— Start of Records —
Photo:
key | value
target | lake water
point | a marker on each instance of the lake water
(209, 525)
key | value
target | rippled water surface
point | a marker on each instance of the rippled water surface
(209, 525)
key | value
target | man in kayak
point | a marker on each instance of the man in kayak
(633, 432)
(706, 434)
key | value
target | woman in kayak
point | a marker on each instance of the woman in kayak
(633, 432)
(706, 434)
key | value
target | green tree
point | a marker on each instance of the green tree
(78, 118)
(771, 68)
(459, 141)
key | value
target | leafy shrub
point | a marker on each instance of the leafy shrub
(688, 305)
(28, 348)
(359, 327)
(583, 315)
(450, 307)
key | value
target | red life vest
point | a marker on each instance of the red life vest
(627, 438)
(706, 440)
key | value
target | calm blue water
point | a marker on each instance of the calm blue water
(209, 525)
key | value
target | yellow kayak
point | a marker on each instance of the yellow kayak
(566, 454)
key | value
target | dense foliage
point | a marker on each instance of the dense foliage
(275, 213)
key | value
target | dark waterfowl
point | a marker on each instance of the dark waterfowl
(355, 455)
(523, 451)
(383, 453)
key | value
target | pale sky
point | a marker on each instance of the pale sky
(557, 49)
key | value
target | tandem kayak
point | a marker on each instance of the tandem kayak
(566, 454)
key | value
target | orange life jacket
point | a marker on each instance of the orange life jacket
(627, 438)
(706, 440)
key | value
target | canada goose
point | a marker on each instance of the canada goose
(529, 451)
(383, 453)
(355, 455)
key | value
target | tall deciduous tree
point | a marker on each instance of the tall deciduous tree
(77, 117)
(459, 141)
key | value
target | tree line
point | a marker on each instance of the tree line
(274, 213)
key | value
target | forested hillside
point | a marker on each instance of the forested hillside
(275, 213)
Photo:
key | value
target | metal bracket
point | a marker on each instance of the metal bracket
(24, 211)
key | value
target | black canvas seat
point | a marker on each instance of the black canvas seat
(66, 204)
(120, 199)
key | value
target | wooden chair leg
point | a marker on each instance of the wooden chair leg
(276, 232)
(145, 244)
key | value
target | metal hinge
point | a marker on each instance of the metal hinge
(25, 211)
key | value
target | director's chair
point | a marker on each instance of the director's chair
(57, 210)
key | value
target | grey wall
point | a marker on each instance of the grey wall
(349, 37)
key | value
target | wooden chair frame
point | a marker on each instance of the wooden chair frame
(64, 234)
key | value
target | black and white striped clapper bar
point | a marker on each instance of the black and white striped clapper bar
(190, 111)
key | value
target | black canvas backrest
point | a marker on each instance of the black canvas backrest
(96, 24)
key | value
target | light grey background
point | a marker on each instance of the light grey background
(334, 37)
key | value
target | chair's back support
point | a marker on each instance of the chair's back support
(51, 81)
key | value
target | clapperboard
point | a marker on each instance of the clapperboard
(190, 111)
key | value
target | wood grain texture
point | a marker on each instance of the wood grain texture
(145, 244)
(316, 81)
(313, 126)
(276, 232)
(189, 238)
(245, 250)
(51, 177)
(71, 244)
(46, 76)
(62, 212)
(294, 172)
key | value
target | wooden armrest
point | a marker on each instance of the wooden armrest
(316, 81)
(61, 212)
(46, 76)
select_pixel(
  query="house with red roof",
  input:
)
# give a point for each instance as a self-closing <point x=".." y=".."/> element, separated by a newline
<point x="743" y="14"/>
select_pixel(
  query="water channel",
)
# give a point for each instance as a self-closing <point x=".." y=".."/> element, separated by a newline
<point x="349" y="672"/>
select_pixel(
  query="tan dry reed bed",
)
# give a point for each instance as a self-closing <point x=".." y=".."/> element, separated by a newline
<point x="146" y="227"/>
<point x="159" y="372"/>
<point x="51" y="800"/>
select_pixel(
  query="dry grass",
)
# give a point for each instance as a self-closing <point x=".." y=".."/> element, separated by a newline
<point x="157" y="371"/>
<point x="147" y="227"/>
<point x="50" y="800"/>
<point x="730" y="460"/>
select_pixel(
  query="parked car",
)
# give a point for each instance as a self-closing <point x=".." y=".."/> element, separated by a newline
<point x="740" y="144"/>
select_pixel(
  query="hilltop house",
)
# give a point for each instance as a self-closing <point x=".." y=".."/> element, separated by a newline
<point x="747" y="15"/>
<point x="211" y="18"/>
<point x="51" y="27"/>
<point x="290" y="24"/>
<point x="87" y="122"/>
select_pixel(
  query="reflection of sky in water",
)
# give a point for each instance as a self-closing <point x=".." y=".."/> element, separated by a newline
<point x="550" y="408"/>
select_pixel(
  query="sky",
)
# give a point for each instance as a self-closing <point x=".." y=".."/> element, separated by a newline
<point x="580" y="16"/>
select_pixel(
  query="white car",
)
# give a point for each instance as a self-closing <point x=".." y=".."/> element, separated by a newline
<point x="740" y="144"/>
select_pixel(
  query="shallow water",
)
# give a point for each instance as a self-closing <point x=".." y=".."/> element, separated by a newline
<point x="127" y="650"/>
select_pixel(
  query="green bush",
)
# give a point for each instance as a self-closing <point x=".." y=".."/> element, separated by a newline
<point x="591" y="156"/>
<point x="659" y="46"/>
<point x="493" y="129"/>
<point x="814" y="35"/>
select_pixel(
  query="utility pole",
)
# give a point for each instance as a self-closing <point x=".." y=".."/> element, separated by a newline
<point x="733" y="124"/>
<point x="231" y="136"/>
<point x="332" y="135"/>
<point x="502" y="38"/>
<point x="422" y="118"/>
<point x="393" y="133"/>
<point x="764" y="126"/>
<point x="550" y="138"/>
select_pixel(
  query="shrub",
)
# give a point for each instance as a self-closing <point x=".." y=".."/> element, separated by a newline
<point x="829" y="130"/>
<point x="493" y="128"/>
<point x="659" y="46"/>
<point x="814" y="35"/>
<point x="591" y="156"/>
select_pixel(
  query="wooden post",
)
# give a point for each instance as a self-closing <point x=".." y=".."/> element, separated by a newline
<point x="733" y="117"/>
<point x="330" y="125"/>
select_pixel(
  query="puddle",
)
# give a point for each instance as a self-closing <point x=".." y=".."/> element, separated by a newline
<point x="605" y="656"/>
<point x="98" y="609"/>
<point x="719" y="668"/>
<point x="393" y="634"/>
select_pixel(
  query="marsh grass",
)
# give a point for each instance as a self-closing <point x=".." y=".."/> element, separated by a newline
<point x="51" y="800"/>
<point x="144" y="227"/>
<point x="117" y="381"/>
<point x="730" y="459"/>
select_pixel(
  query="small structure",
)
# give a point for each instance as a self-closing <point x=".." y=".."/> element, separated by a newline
— End of Records —
» **The problem**
Retype every record above exactly as it appears.

» **Final result**
Photo:
key | value
target | lake water
point | a marker on each instance of the lake water
(209, 525)
key | value
target | rippled water surface
point | a marker on each instance of the rippled water surface
(209, 525)
key | value
target | man in kayak
point | a marker on each instance of the man in kayak
(633, 432)
(706, 434)
key | value
target | woman in kayak
point | a marker on each instance of the woman in kayak
(633, 432)
(706, 434)
key | value
target | green tree
point | a marker on each instance of the green tree
(78, 118)
(771, 68)
(459, 141)
key | value
target | leafy shrub
point | a marker on each instance of the leafy shrub
(688, 305)
(28, 348)
(359, 327)
(583, 315)
(450, 307)
key | value
target | red life vest
point | a marker on each instance of the red life vest
(627, 438)
(706, 440)
key | value
target | calm blue water
point | a marker on each instance of the calm blue water
(209, 525)
key | value
target | yellow kayak
point | a marker on each instance of the yellow kayak
(566, 454)
key | value
target | dense foliage
point | a marker on each instance of the dense foliage
(275, 213)
key | value
target | dark waterfowl
point | a marker on each instance of the dark waterfowl
(355, 455)
(523, 451)
(383, 453)
key | value
target | pale sky
point | a marker on each instance of the pale sky
(557, 49)
key | value
target | tandem kayak
point | a marker on each instance of the tandem kayak
(566, 454)
key | value
target | orange life jacket
point | a marker on each instance of the orange life jacket
(627, 438)
(706, 440)
key | value
target | canada goose
point | a marker on each instance of the canada goose
(529, 451)
(383, 453)
(355, 455)
key | value
target | tall deciduous tree
point | a marker on each instance of the tall deciduous tree
(77, 117)
(459, 141)
key | value
target | tree line
point | a marker on each instance of the tree line
(274, 213)
key | value
target | forested hillside
point | a marker on each instance of the forested hillside
(275, 213)
Photo:
key | value
target | metal bracket
point | a marker on each instance of the metal bracket
(24, 211)
key | value
target | black canvas seat
point | a marker on each instance of the black canvas seat
(66, 204)
(120, 199)
key | value
target | wooden chair leg
point | a marker on each instance of the wooden chair leg
(276, 232)
(145, 244)
key | value
target | metal hinge
point | a marker on each instance of the metal hinge
(25, 211)
key | value
target | director's chair
point | a marker on each instance of the director's chair
(57, 210)
key | value
target | grey wall
point | a marker on each instance of the grey wall
(349, 37)
key | value
target | wooden chair frame
point | a marker on each instance of the wooden chair frame
(64, 234)
key | value
target | black and white striped clapper bar
point | a marker on each instance of the black and white striped clapper bar
(190, 111)
key | value
target | black canvas backrest
point | a marker on each instance of the black canvas backrest
(96, 24)
key | value
target | light grey background
point | a marker on each instance of the light grey background
(334, 37)
key | value
target | chair's back support
point | a marker on each instance of the chair's back support
(51, 81)
key | value
target | clapperboard
point | a marker on each instance of the clapperboard
(190, 111)
key | value
target | wood grain texture
point | a marker on each instance of the wood grain texture
(145, 244)
(316, 81)
(313, 126)
(276, 232)
(189, 238)
(245, 250)
(51, 177)
(71, 244)
(46, 76)
(62, 212)
(294, 172)
key | value
target | wooden armrest
point | a marker on each instance of the wooden armrest
(316, 81)
(61, 212)
(46, 76)
select_pixel(
  query="house with red roof",
  input:
)
# give a point for each instance as a self-closing <point x=".." y=".."/> element, separated by a newline
<point x="743" y="14"/>
select_pixel(
  query="water channel",
)
# give a point for each instance as a self-closing <point x=".." y=".."/> element, separated by a newline
<point x="349" y="672"/>
select_pixel(
  query="tan dry reed bed",
)
# give a point for each instance as a self-closing <point x=".." y=".."/> element, separated by a newline
<point x="146" y="227"/>
<point x="159" y="372"/>
<point x="51" y="800"/>
select_pixel(
  query="dry grass",
)
# give a point for each instance as a self-closing <point x=".." y=".."/> element, separated by a newline
<point x="157" y="371"/>
<point x="147" y="227"/>
<point x="50" y="800"/>
<point x="730" y="460"/>
select_pixel(
  query="parked car",
)
# give a point for each instance as a self-closing <point x=".." y=".."/> element, separated by a newline
<point x="740" y="144"/>
select_pixel(
  query="hilltop house",
)
# give a point for each instance as a self-closing <point x=".." y=".."/> element, separated by a newline
<point x="747" y="15"/>
<point x="211" y="18"/>
<point x="51" y="27"/>
<point x="290" y="24"/>
<point x="87" y="122"/>
select_pixel(
  query="reflection of sky in water",
)
# give a point for each instance as a self-closing <point x=".." y=".."/> element, separated by a newline
<point x="550" y="408"/>
select_pixel(
  query="sky",
)
# give a point for each instance as a self-closing <point x=".." y=".."/> element, separated by a newline
<point x="580" y="16"/>
select_pixel(
  query="white car",
)
# give a point for each instance as a self-closing <point x=".." y=".."/> element, separated by a newline
<point x="740" y="144"/>
select_pixel(
  query="shallow water",
)
# give a point for each instance as a self-closing <point x=".." y=".."/> element, separated by a newline
<point x="127" y="650"/>
select_pixel(
  query="green bush",
)
# give a point for each instance as a self-closing <point x=".." y=".."/> element, separated by a newline
<point x="591" y="156"/>
<point x="659" y="46"/>
<point x="493" y="129"/>
<point x="814" y="35"/>
select_pixel(
  query="utility pole",
)
# give a point for each instance as a self-closing <point x=".." y=".."/> element, separated by a newline
<point x="733" y="124"/>
<point x="231" y="136"/>
<point x="332" y="135"/>
<point x="502" y="38"/>
<point x="422" y="118"/>
<point x="393" y="133"/>
<point x="764" y="126"/>
<point x="550" y="138"/>
select_pixel(
  query="shrub",
)
# give a point for each instance as a self-closing <point x=".." y=".."/> element, separated by a newline
<point x="829" y="130"/>
<point x="493" y="128"/>
<point x="659" y="46"/>
<point x="814" y="35"/>
<point x="591" y="156"/>
select_pixel(
  query="wooden post",
)
# give a point for each instance as a self-closing <point x=".." y=".."/> element, separated by a newline
<point x="733" y="117"/>
<point x="330" y="125"/>
select_pixel(
  query="puddle",
)
# give a point for each instance as a self-closing <point x=".." y=".."/> element, separated by a newline
<point x="605" y="656"/>
<point x="98" y="609"/>
<point x="719" y="668"/>
<point x="393" y="634"/>
select_pixel(
  query="marsh grass",
)
# give a point for each instance as a self-closing <point x=".." y=".."/> element, separated by a newline
<point x="51" y="800"/>
<point x="144" y="227"/>
<point x="117" y="381"/>
<point x="730" y="459"/>
select_pixel(
  query="small structure",
)
# give a point for each instance as a self-closing <point x=".." y=".."/> element, separated by a newline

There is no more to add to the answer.